Copy each of the following lines word for word, with nothing changed.

- - - -

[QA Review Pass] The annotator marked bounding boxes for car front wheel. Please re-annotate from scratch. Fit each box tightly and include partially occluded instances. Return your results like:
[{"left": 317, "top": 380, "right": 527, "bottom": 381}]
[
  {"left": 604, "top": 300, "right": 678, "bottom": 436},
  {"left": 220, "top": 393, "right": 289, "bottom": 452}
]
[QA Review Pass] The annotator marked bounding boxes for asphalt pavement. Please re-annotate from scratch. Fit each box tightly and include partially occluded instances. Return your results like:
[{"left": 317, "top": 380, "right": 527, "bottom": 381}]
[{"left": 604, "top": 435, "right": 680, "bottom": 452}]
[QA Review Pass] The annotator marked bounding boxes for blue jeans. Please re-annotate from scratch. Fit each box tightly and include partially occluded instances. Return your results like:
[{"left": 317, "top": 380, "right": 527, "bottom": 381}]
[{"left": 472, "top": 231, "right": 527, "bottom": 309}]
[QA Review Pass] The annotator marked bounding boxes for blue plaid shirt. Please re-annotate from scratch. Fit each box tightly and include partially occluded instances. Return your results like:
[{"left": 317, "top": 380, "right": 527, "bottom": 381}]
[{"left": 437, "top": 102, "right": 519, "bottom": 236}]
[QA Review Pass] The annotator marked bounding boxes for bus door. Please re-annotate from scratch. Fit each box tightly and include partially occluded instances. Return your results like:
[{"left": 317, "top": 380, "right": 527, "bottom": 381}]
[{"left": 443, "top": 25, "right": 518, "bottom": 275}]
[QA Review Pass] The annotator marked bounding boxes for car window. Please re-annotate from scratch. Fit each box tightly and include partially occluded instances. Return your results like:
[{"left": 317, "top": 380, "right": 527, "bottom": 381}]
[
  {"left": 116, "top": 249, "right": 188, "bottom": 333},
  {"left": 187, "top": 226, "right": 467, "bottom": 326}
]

- - - -

:: WORKED ANSWER ::
[QA Review Pass] The annotator marked bounding boxes for car front wheel. Please re-annotate from scratch. Fit each box tightly and include partially occluded instances. Return your results like:
[{"left": 317, "top": 380, "right": 527, "bottom": 381}]
[
  {"left": 604, "top": 300, "right": 678, "bottom": 436},
  {"left": 220, "top": 393, "right": 289, "bottom": 452}
]
[QA Review Pass] The annotator marked bounding boxes for asphalt pavement. Please re-annotate from scratch. Fit each box tightly and include partially occluded instances. Return your results like:
[{"left": 317, "top": 380, "right": 527, "bottom": 381}]
[{"left": 604, "top": 435, "right": 680, "bottom": 452}]
[QA Review Pass] The annotator marked bounding boxes for blue jeans. Please re-annotate from scratch. Fit each box tightly and include partially occluded instances. Return your results like:
[{"left": 317, "top": 380, "right": 527, "bottom": 381}]
[{"left": 472, "top": 231, "right": 527, "bottom": 309}]
[QA Review Pass] The annotator marked bounding boxes for blue plaid shirt. Please re-annotate from scratch. Fit each box tightly and include partially occluded instances. Return your results like:
[{"left": 317, "top": 380, "right": 527, "bottom": 381}]
[{"left": 437, "top": 102, "right": 519, "bottom": 236}]
[QA Review Pass] The annotator marked bounding boxes for bus door. Please re-annotate from scratch. Fit each box tightly and include partially occluded instances. Return your results like:
[{"left": 317, "top": 380, "right": 527, "bottom": 381}]
[{"left": 443, "top": 25, "right": 518, "bottom": 275}]
[QA Review Pass] The annotator marked bounding boxes for car window. Please re-annotate from scratch. Fit each box tightly and include partially occluded instances. Return your results like:
[{"left": 317, "top": 380, "right": 527, "bottom": 381}]
[
  {"left": 116, "top": 249, "right": 188, "bottom": 333},
  {"left": 187, "top": 226, "right": 467, "bottom": 326}
]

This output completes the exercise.